# WHAT YOU NEED TO DO:
For this exercise, copy all the data exactly and include none of the pictures.

================

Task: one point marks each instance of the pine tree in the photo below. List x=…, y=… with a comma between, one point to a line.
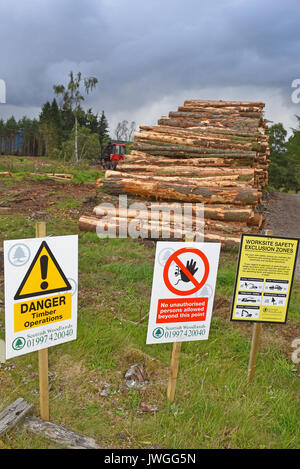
x=103, y=133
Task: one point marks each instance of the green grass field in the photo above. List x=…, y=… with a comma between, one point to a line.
x=215, y=407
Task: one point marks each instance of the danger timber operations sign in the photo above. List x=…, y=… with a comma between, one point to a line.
x=183, y=291
x=40, y=293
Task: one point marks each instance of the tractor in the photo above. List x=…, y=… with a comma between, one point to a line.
x=114, y=152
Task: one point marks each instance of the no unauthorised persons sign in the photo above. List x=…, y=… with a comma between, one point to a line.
x=41, y=276
x=264, y=278
x=182, y=291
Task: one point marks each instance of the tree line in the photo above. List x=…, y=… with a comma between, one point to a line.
x=284, y=168
x=64, y=129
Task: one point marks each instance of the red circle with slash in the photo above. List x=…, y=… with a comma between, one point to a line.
x=174, y=258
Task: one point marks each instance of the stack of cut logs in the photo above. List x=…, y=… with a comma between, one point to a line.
x=210, y=152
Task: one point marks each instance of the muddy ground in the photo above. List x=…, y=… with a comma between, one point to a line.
x=283, y=217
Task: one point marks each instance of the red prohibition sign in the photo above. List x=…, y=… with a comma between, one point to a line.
x=197, y=285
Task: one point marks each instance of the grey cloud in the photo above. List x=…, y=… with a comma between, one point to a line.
x=143, y=52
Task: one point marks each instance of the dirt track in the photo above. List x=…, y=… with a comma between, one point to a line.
x=283, y=217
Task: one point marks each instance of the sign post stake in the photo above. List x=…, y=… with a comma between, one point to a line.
x=174, y=365
x=40, y=232
x=257, y=327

================

# YOUR RESPONSE:
Task: one point marks each instance of the pine tree in the photo below. List x=…, y=… with a comma between, one point to a line.
x=103, y=133
Task: one point marks each instance of the green grass field in the photo above. List x=…, y=… with a comma between, one point to a line.
x=215, y=407
Task: one point marks each instance of the danger timber operations sign in the photo above. List x=…, y=… with a comma between, one point to a line.
x=183, y=291
x=40, y=293
Task: one point marks each instance of the tractor in the photo above. List x=…, y=… with a comma between, one point to a line.
x=114, y=152
Task: one point marks each instance of the no unauthorised persons sign in the photo above. List x=…, y=… with a comma between, one point to a line.
x=41, y=276
x=264, y=278
x=182, y=291
Task: one point marks each instance of the tree line in the photo above. List x=…, y=… with a comma between, one point to a line.
x=284, y=168
x=64, y=129
Task: one point marks each instance of the red circle with slash in the photo above. List x=…, y=… with a comma between, one point to a line.
x=174, y=258
Task: one point marks each instance of the stack of cut logs in the photo above. List x=…, y=… with a comma between, one point to a line.
x=210, y=152
Task: one point marks each instance of the muddy ground in the photo above. List x=…, y=… with a comma between, one point to a line.
x=283, y=217
Task: one point marks each instance of the red prohibition sign in the photo above. List x=…, y=… with a comma between, one point to a line.
x=197, y=285
Task: one point marks each instance of the grey cloud in the photo above. List x=…, y=… with a comma between, one point to a line.
x=143, y=52
Task: one point marks each instance of the dirt track in the photo above. List x=…, y=… with a comma between, one point to a line.
x=283, y=217
Task: one point marks each instance of the sign post stake in the photo above. List x=…, y=… with a comma between, one point to a line.
x=174, y=365
x=40, y=232
x=257, y=327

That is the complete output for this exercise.